A new project in Co Kilkenny challenges perceptions about art.

IS ART CREATED by people with a disability somehow ‘different’ to other art?

Artist Gypsy Ray, based in Callan in Co Kilkenny, has seen students she works with having their work thought of as lesser because of their ability.

So she has launched a new project featuring their portraits, boldly proclaiming: “We are artists: No other labels please”.

When Ray was on an international flight to the US, she watched a TED talk by this French artist, JR:

TED / YouTube

Ray felt that JR’s Inside Out Global Photographic Project was something that needed to happen in her town of Callan, and with the people she works with at KCAT (Kilkenny Collective for Arts Talent).

Working with artists of different abilities at this art centre, Ray felt that displaying their portraits would help challenge the perception that their work was somehow ‘lesser’ than the work of other artists.

Inside Out is inspired by JR’s large‐format street “pastings”, and involves sharing large-scale portraits, as a way to share untold stories and transform messages of personal identity into works of public art.

Inside Out-Callan 6.c.AlanCounihan Gypsy Ray Gypsy Ray

Each Inside Out action around the world is exhibited online, and nearly 200,000 people have participated so far.

Ray felt the project “would challenge people’s perception about people or educate the public about something”.

“I work with people who do have special needs,” explains Ray. “And I was really tired of always when they showed their work they were labelled as artists with special needs rather than as visual artists.”

Ray teamed up with the KCAT artists, staff and others at the Kilkenny Collective for Arts Talent to create the 14 portraits, and got the local community on board to display the works.

Entries provided >>
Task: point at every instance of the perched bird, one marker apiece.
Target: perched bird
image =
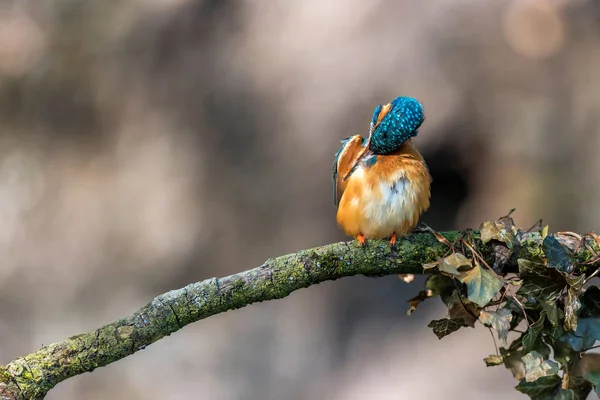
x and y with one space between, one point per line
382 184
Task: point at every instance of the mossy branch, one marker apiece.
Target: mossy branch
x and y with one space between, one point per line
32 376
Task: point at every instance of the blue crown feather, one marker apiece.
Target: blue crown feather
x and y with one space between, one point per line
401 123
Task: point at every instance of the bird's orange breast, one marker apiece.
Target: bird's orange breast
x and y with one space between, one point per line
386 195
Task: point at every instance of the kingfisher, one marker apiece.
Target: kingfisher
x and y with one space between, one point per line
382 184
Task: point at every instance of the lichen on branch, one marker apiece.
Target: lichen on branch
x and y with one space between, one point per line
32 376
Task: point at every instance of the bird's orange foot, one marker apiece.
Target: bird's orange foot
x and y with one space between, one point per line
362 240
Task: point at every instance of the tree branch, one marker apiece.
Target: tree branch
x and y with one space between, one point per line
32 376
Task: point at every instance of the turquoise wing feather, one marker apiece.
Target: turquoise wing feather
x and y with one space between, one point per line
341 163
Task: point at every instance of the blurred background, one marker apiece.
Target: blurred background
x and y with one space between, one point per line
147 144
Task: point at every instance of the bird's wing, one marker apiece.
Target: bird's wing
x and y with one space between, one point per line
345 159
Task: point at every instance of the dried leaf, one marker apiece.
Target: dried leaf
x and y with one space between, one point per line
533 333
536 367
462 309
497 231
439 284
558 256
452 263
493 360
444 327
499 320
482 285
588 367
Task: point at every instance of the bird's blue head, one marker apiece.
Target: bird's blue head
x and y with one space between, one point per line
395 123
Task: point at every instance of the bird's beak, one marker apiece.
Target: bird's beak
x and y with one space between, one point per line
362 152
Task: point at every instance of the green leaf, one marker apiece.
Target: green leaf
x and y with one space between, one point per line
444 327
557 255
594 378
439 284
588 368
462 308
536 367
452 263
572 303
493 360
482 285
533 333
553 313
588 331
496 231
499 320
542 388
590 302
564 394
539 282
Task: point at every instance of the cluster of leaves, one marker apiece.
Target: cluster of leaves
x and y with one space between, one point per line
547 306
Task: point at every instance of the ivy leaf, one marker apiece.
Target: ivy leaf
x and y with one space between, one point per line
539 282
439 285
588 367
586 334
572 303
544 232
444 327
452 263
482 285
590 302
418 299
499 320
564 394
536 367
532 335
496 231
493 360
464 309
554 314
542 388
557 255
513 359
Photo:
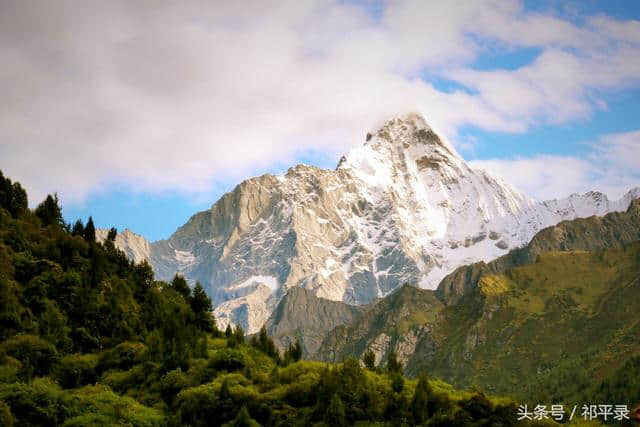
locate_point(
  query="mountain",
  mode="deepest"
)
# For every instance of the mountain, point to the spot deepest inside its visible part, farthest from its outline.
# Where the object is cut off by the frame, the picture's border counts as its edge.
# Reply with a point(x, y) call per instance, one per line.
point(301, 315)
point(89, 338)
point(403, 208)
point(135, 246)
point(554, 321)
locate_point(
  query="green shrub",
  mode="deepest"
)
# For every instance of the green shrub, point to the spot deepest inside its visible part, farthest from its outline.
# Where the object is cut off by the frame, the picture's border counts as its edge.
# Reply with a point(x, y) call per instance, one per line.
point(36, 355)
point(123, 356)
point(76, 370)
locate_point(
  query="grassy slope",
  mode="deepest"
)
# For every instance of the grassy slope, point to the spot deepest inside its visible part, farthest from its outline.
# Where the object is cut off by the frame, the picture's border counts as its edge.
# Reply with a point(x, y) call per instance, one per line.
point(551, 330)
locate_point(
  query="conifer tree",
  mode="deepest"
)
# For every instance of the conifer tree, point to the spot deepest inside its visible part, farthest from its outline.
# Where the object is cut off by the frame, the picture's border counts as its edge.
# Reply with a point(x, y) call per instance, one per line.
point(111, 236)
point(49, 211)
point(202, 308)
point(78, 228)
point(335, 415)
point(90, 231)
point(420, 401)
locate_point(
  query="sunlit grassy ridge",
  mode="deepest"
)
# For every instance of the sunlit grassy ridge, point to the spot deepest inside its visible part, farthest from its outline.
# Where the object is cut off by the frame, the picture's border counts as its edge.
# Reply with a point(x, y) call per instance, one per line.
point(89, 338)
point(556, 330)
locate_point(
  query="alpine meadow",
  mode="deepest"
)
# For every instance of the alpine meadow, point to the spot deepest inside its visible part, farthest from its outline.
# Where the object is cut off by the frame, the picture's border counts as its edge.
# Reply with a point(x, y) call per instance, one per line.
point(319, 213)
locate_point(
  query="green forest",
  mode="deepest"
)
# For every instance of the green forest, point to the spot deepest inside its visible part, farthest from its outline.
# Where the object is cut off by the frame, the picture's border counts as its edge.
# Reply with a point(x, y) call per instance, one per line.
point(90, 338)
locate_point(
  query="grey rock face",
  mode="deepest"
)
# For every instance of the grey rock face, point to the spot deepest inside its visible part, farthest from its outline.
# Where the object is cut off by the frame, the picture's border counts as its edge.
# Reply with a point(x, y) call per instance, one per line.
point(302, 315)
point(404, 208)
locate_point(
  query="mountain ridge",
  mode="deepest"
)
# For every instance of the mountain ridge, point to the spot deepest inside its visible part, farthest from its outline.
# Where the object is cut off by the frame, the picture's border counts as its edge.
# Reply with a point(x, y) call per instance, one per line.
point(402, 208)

Work request >>
Reproduce the passage of the Kilkenny art project article above between "So she has launched" and "of other artists.", inclusive.

Expected answer >>
So she has launched a new project featuring their portraits, boldly proclaiming: “We are artists: No other labels please”.

When Ray was on an international flight to the US, she watched a TED talk by this French artist, JR:

TED / YouTube

Ray felt that JR’s Inside Out Global Photographic Project was something that needed to happen in her town of Callan, and with the people she works with at KCAT (Kilkenny Collective for Arts Talent).

Working with artists of different abilities at this art centre, Ray felt that displaying their portraits would help challenge the perception that their work was somehow ‘lesser’ than the work of other artists.